* Required task
Look in the data below for the line that contains "Target — forearm". Copy that line and the remaining lines exactly.

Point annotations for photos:
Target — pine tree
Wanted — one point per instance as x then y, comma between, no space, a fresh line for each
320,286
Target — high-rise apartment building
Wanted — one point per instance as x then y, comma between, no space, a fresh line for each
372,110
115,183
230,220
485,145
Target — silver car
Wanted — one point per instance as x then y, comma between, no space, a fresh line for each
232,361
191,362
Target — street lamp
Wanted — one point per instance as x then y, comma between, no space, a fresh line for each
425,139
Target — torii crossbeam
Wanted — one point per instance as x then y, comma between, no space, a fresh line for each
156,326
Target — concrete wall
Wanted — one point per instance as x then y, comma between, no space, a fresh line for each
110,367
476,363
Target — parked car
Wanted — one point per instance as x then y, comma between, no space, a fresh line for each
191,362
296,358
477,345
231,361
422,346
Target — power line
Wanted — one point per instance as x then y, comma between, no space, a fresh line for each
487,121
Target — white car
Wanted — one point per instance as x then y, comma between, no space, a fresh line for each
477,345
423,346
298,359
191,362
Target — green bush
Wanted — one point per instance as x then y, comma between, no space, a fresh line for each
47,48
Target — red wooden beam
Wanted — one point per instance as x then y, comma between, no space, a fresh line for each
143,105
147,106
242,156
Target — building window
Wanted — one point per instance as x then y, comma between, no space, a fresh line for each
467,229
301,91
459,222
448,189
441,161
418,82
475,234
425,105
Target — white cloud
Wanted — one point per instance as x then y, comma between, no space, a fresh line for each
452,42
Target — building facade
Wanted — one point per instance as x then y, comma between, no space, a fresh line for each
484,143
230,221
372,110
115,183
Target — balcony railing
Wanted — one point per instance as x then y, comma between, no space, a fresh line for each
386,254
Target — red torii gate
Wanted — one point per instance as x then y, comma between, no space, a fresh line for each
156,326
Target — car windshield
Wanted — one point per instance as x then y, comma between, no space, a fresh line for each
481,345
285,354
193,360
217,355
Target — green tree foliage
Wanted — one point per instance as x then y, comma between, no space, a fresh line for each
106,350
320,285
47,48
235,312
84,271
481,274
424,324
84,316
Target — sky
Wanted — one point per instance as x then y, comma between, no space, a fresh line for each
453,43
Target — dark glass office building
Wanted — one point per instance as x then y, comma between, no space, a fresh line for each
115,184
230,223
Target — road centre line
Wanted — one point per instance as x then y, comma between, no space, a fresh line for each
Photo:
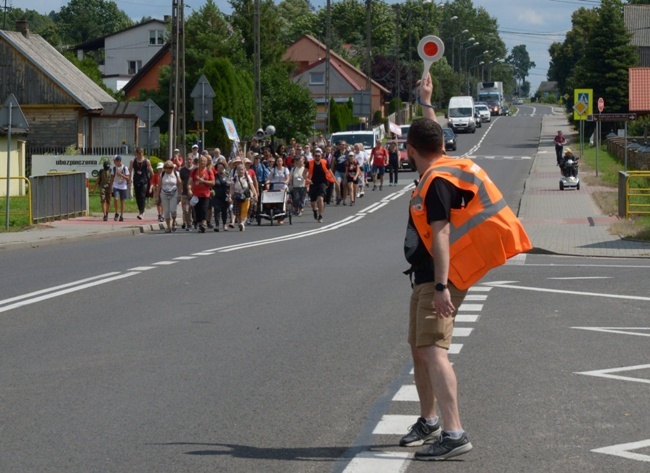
62,286
69,290
578,293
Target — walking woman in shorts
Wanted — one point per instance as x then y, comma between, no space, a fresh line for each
352,172
169,189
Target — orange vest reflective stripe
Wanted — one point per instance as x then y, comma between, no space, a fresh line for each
483,234
323,163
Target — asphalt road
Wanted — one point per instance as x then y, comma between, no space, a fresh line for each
282,348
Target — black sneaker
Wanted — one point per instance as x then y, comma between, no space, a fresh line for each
444,448
420,433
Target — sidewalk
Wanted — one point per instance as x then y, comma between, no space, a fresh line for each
567,222
559,222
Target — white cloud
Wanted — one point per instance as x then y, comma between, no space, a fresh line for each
531,17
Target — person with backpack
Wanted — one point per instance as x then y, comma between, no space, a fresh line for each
120,182
142,173
169,189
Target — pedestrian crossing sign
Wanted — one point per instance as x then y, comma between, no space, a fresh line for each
582,103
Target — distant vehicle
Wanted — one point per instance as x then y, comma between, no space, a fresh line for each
484,112
368,138
492,94
450,139
460,114
404,164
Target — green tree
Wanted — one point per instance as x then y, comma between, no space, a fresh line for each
520,59
608,56
83,20
286,105
234,100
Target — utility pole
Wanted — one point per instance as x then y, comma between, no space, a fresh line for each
257,58
328,40
368,59
177,129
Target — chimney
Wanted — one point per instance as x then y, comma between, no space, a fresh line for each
22,26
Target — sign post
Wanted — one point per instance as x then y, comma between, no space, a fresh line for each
202,108
10,120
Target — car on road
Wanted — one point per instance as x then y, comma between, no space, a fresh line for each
404,164
484,112
450,139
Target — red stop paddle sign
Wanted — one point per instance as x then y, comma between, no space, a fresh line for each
431,49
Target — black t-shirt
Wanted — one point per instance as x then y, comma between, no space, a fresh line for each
319,174
340,160
185,177
441,197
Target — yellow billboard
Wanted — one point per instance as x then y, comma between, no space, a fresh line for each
583,103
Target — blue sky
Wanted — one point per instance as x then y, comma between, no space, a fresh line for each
535,23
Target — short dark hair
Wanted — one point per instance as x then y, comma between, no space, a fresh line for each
426,136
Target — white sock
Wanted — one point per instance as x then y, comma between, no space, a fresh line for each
432,421
455,434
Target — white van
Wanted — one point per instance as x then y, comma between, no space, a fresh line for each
461,114
368,138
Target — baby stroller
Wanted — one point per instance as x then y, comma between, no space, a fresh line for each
569,168
274,205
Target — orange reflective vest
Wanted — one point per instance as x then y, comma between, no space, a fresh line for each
483,234
328,173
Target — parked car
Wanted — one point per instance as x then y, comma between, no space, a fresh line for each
404,164
484,112
450,139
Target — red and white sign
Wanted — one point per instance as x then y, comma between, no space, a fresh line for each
431,49
395,128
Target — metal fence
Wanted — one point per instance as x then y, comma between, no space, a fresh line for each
58,196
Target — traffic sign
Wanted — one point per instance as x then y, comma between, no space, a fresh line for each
583,103
614,117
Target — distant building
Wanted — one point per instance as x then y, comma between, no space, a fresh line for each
61,104
125,52
309,56
548,88
637,22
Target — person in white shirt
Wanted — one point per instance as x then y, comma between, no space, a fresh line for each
362,160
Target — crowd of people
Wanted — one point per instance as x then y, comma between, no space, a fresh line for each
223,193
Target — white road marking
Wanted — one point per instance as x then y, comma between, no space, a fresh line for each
407,393
470,307
561,291
67,291
621,330
462,332
607,373
580,278
62,286
624,450
378,462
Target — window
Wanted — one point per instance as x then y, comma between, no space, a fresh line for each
134,67
316,78
156,37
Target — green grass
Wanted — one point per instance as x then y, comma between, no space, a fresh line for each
637,227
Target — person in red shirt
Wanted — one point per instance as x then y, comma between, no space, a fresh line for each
379,160
200,183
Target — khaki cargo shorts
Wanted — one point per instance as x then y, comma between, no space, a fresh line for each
425,327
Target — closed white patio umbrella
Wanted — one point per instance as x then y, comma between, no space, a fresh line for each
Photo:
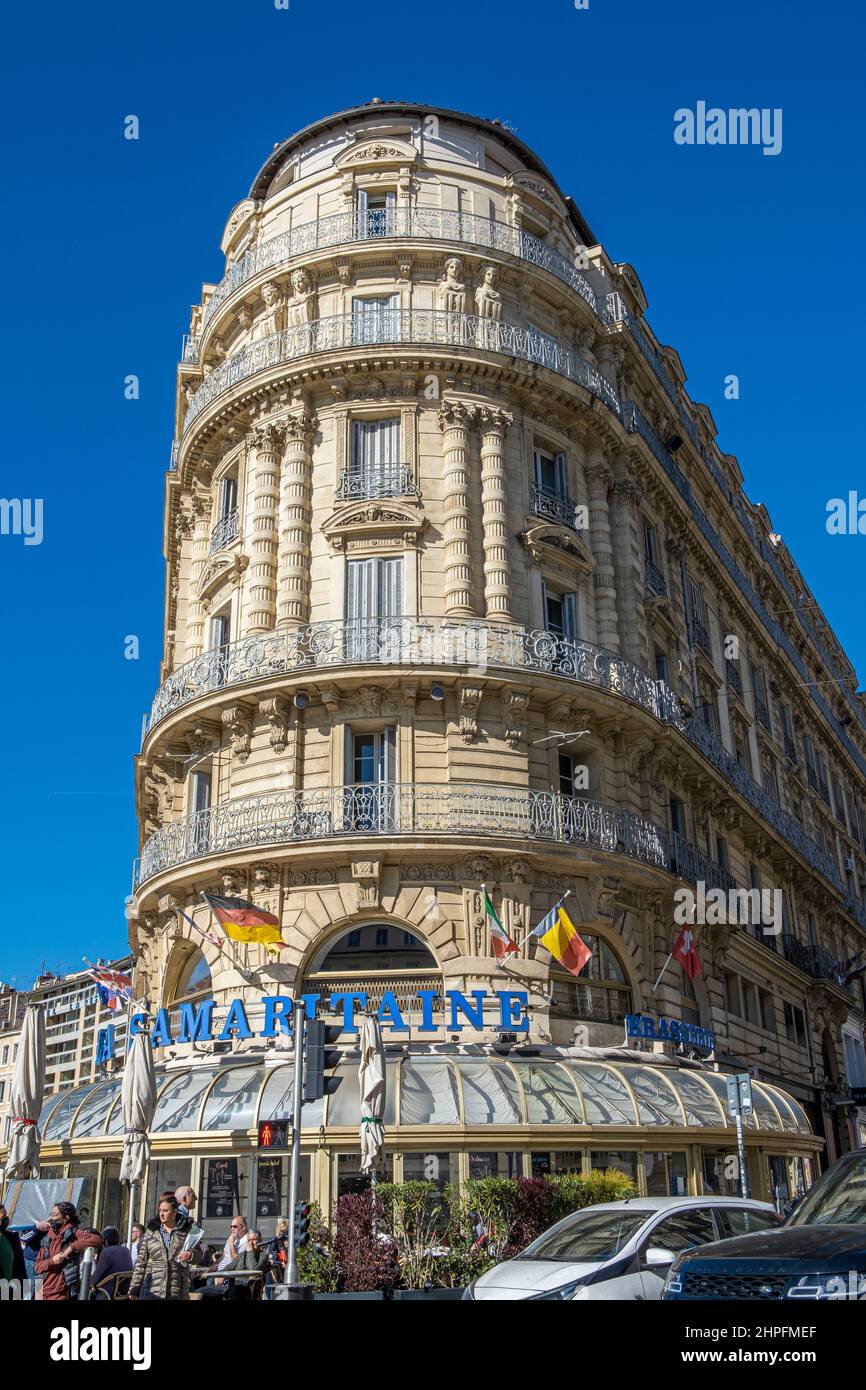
371,1077
138,1100
27,1096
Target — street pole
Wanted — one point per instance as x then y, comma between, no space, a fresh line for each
295,1166
744,1172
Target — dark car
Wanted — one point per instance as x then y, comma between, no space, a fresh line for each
819,1253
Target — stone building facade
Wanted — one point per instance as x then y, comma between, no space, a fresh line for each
462,590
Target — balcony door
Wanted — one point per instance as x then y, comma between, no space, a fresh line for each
376,320
376,213
376,459
374,597
370,802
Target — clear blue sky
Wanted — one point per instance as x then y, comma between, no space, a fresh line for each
751,263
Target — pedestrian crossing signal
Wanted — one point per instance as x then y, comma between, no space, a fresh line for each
274,1133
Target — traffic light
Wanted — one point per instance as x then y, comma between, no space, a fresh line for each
319,1059
302,1223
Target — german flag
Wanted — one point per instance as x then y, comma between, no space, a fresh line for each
243,920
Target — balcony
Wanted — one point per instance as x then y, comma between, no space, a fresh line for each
409,641
398,224
391,480
815,961
399,327
734,679
399,811
552,506
655,580
225,531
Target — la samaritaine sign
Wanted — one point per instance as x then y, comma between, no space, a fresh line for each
195,1020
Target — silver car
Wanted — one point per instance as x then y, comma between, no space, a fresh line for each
619,1250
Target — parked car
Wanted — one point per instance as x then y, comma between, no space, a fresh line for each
819,1253
619,1250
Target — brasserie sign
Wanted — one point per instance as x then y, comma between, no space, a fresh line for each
195,1022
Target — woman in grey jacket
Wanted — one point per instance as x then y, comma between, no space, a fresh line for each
161,1269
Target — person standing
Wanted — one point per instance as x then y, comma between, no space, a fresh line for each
60,1251
113,1260
161,1258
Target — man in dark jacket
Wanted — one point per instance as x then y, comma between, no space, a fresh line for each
60,1253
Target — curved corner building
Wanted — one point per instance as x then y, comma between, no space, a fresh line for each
453,567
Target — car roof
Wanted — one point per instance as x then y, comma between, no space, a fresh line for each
658,1204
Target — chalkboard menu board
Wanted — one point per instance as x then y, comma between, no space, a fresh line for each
221,1197
267,1187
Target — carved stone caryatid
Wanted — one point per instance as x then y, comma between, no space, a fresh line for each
451,291
488,310
300,309
260,580
455,423
599,480
295,521
270,321
200,541
494,426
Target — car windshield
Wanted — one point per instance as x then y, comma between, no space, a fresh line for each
837,1198
587,1236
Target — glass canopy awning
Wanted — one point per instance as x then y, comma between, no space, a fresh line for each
462,1090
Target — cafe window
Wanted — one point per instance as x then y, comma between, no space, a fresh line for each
624,1161
666,1175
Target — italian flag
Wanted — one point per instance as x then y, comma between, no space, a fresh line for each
501,941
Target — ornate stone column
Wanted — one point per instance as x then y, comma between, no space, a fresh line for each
260,580
599,480
295,521
494,426
200,542
455,423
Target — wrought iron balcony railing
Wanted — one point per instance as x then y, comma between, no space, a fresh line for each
403,223
410,641
225,531
391,480
553,506
405,809
655,580
399,327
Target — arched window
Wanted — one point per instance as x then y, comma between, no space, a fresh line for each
599,994
188,977
370,959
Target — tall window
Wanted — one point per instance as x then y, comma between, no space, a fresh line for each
560,615
376,456
376,320
376,213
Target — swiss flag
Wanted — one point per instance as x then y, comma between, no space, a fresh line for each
685,954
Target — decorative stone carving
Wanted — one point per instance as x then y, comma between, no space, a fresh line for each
470,702
515,706
302,303
278,713
488,300
366,873
451,291
238,720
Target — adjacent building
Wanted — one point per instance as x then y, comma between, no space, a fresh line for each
462,590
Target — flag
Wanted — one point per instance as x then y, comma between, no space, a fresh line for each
113,987
243,920
685,954
203,931
501,941
559,936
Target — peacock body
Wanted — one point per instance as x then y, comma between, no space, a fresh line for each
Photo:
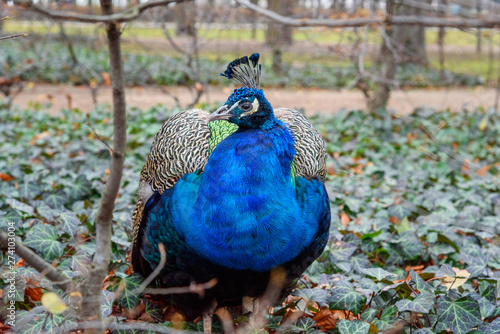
232,195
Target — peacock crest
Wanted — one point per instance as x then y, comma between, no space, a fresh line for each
245,70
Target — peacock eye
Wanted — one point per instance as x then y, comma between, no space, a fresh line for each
246,106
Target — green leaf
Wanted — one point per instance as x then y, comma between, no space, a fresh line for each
46,211
10,216
421,304
44,239
153,310
69,222
29,188
14,291
80,263
378,273
341,252
490,293
387,318
486,307
369,314
107,300
320,296
55,200
399,211
353,327
494,327
460,315
20,206
346,298
79,189
420,284
129,297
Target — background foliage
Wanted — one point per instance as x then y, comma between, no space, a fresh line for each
415,202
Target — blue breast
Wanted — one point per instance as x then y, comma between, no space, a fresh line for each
245,212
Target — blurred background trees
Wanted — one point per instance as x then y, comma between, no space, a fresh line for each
200,36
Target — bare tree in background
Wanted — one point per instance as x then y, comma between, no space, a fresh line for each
279,35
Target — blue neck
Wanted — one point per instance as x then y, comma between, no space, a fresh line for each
246,215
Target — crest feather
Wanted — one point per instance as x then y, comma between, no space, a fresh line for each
245,70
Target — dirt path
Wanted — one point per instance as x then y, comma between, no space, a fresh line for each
311,100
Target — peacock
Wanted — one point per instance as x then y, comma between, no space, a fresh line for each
234,195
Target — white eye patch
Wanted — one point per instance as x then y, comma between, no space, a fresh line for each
255,105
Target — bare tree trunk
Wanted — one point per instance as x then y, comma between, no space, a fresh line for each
441,34
410,40
478,32
184,17
254,20
387,73
278,35
91,289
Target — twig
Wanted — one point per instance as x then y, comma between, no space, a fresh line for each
13,36
193,288
126,15
131,326
426,21
156,272
34,260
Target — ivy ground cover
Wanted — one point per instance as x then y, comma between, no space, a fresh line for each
415,229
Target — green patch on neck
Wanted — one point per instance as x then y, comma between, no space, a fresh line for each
219,130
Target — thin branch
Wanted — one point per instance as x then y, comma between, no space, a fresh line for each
35,261
13,36
126,15
130,326
426,21
193,288
156,272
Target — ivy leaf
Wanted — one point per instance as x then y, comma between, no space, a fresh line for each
424,331
486,307
457,280
46,211
378,273
353,327
152,312
69,222
421,304
10,216
129,297
29,188
20,206
399,211
369,314
346,298
494,327
107,300
79,188
490,293
420,284
44,239
342,252
55,200
80,263
387,318
313,295
14,292
460,315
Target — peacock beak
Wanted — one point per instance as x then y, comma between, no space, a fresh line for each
221,113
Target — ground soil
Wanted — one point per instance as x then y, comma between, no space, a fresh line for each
310,100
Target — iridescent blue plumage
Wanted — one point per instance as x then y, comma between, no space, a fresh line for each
246,214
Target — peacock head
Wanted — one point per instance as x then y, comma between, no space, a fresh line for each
246,107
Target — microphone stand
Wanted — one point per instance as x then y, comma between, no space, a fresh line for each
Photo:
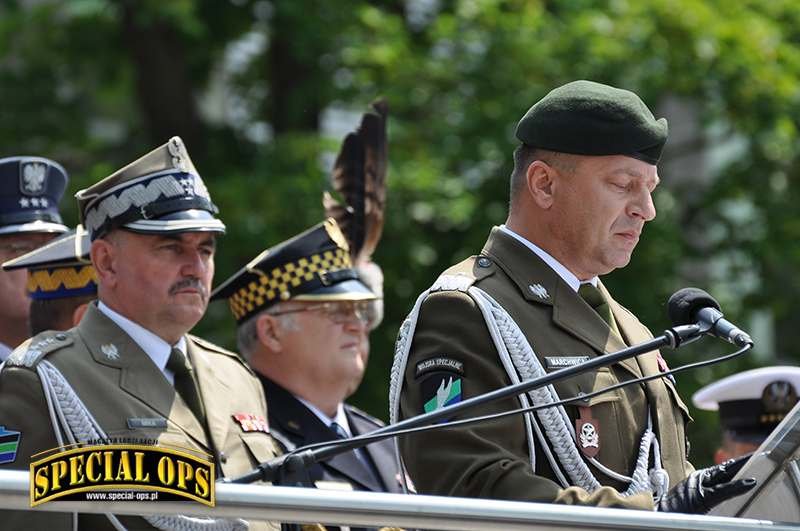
286,469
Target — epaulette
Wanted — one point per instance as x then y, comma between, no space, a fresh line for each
32,351
470,271
369,418
208,345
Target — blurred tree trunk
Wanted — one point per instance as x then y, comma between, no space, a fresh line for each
163,82
299,88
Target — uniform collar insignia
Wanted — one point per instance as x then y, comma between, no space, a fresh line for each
110,350
539,291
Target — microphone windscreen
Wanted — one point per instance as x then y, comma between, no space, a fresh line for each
685,303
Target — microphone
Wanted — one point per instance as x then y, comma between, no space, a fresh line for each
290,465
693,305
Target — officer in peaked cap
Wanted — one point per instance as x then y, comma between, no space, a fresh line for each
137,371
750,404
30,190
532,302
301,310
61,281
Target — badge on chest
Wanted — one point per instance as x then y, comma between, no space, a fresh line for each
587,430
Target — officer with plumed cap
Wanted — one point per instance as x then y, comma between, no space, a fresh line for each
61,281
531,303
750,404
30,190
301,311
131,368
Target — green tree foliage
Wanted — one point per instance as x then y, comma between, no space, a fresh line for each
96,83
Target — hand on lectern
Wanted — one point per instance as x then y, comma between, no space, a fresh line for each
706,488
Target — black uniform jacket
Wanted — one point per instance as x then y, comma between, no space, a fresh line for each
293,425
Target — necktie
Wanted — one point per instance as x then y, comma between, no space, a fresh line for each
360,453
185,384
594,298
339,431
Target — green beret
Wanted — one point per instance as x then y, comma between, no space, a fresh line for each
588,118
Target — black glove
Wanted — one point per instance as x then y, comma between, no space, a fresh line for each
706,488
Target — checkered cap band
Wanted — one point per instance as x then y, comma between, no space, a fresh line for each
62,282
285,281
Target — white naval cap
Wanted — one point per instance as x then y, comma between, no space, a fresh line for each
752,403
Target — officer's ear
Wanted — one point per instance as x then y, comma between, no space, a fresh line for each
268,330
77,313
540,178
102,254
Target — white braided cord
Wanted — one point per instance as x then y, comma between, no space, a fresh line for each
528,367
79,425
520,362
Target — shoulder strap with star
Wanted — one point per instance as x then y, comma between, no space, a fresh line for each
32,351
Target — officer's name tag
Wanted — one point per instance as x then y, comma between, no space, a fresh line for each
560,362
439,363
156,422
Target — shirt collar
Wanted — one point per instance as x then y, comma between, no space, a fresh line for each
565,274
5,350
156,348
340,418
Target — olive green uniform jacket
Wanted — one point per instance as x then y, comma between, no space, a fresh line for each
124,391
491,459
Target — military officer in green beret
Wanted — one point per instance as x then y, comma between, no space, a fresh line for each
136,371
532,302
61,281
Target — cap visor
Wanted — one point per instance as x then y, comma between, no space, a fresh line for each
35,226
349,290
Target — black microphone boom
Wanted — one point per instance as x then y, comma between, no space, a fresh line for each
295,462
695,306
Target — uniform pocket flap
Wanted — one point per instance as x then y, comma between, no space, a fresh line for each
260,445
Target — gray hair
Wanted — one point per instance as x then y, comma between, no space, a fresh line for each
247,332
524,156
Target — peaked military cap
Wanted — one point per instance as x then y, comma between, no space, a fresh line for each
61,268
751,403
161,192
588,118
312,266
30,189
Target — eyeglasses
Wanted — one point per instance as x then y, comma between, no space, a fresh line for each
14,250
338,312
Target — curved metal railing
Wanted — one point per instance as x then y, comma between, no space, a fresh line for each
288,504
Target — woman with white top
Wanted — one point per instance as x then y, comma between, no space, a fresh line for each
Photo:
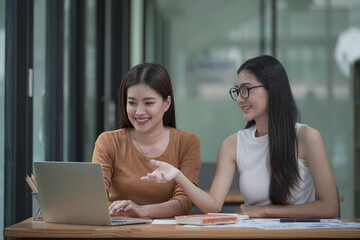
282,163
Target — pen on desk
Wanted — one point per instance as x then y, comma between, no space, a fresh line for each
298,220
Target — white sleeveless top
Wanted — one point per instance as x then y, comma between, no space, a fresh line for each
252,159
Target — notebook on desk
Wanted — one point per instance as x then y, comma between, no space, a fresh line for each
75,193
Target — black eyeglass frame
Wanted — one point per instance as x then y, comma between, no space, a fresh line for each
239,92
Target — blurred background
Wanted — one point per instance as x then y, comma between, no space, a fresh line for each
61,63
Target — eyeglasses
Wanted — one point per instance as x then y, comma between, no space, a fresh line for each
244,91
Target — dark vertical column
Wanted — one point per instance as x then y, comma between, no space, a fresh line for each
100,66
54,95
120,45
357,138
262,26
18,109
273,28
76,80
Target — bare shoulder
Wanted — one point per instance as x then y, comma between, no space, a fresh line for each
230,141
310,143
308,135
228,148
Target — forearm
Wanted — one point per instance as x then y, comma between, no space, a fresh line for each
203,200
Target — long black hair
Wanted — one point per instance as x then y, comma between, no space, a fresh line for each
156,77
283,115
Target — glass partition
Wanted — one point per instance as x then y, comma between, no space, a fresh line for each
202,43
2,110
316,41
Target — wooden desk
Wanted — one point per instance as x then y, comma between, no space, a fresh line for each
37,229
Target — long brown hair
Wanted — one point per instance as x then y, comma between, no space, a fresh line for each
155,76
283,115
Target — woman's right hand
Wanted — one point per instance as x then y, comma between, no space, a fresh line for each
163,174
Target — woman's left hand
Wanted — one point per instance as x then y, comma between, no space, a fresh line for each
128,208
251,211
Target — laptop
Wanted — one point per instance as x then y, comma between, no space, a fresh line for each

* Answer in full
Target — forearm
Wanted — one point per instance as x then y, comma between, no space, a fresh line for each
203,200
Target — long black hair
Wanted — one point per instance as x then y, comma between, no space, a fresh line for each
156,77
283,115
Target — glass partition
Wanted — one point per instance as x then y, comma between, no space, a fresh line for each
202,43
2,110
316,41
Target — wooden desk
Wanted — one point per instance as x then y, comma between, no space, a fresh line for each
37,229
Target — long brown hair
Wanted — one point per instance as x then y, comma between, no space, a fresh line for each
155,76
283,115
Target — woman's right hand
Wanted — one point per instance as x then y, comma between, no space, a fresh line for each
163,174
Target — woman's left hand
Wanted — one point per instance as x then y, comma between, no space, a fresh line for each
128,208
251,211
Target — laptop
Wanted — one point per instance as x then y, comma between, no space, a fresh line for each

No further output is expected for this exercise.